===== Gösterilen metin

Ancak tüm bu bileşenlerden yoksun olan bir etkinlikte bile hala bir tiyatro gösterisi ile karşı karşıya olduğumuzu gösteren işaretler mevcuttur; Counsell bunların bir takım belirtiler, göstergeler olduğunu söylüyor. Seyircinin tiyatroyu tanırken yorumlayıcı bir faaliyet gerçekleştirdiğini ve tiyatronun unsurlarını öncelikle; etkinliğin genel kültürel kimliğini işaret eden göstergeler olarak okuduğunun altını çiziyor ve şöyle devam ediyor. “Tiyatro kategorisi, o zaman, seyirciler olarak bizim o etkinliğe ilişkin taşıdığımız düşüncelere dayanır, hitap ediliyor olmanın nasılını kültürel ‘çerçeveler’ söyler bize” (4)

Seyircinin etkinliğe ilişkin bilgisi, düşüncesi, beklentisi gibi çerçeveler kültürce çizilir ve bu nedenle de etkiye ve değişime açıktır. Dolayısıyla, teatral göstergelerin neler olduğu konusunda, bir takım genellemeler dışında, kesin bir söz söylemek yerine bunların da kültürel olarak belirlenebileceğini, göstergenin varlığı kadar yokluğunun da anlam üretimine katkıda bulunacağını ve her bir gösteride tekrar gözden geçirilmesi gerektiğini belirtebiliriz.

Gösterge ve Dram Sanatının Göstergeleri:

Bir iletişim değeri olan işaretler olarak göstergelerin bir tür kategorizasyonu şöyle: İkona, İndeks, Simge ve İstem dışı (doğal ya da amaçsız) ikonik göstergeler.

İkona: (resim) gerçekçi ya da stilize resimler, ikonik göstergelerdir. Ama bütün ikonalar görsel değildir. Bir oyundaki otomobil klaksonu bir otomobil klaksonunun ses ikonasıdır.

==========

İstenen iş |
Tiyatro göstergeleriyle ilgili metne göre bir oyundaki otomobil klaksonu neyin ikonasıdır? Kayıtlar, metinden ayrı bir malzemedir.

===== Sağlanan kayıtlar

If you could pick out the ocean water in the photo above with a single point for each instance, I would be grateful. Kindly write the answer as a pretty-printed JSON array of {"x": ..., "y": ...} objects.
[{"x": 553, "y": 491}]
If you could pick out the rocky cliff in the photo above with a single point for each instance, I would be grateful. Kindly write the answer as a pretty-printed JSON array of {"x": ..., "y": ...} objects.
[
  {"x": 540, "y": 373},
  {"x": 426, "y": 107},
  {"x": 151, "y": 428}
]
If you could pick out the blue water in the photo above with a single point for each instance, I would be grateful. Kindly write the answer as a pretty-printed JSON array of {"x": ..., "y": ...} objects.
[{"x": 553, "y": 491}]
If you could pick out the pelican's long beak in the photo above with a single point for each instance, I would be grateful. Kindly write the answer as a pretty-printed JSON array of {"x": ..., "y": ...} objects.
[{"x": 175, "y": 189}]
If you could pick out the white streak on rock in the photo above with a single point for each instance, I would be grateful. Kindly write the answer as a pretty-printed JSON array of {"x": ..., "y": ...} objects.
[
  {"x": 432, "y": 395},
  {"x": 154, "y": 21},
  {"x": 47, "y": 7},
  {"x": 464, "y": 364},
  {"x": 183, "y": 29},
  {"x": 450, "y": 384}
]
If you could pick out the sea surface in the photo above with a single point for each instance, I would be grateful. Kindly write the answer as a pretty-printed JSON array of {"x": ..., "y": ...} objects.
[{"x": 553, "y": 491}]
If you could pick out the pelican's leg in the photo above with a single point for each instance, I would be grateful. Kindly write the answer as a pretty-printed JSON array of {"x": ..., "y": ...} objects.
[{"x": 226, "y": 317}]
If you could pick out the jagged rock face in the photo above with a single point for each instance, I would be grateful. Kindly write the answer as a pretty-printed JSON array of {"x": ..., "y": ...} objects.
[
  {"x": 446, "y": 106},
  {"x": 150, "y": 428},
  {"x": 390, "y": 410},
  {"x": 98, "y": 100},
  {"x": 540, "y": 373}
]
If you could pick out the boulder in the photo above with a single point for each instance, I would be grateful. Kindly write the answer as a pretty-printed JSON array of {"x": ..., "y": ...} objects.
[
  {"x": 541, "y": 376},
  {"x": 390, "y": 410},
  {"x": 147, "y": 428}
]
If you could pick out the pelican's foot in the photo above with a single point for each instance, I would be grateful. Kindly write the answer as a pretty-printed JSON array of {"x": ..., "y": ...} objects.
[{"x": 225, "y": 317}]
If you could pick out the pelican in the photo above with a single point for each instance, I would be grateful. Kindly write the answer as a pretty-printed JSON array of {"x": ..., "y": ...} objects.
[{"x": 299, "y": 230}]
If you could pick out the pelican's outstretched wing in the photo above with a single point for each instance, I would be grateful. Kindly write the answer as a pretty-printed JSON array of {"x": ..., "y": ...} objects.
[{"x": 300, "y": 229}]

==========

Tamamlanan görev |
Bir otomobil klaksonunun ses ikonasıdır.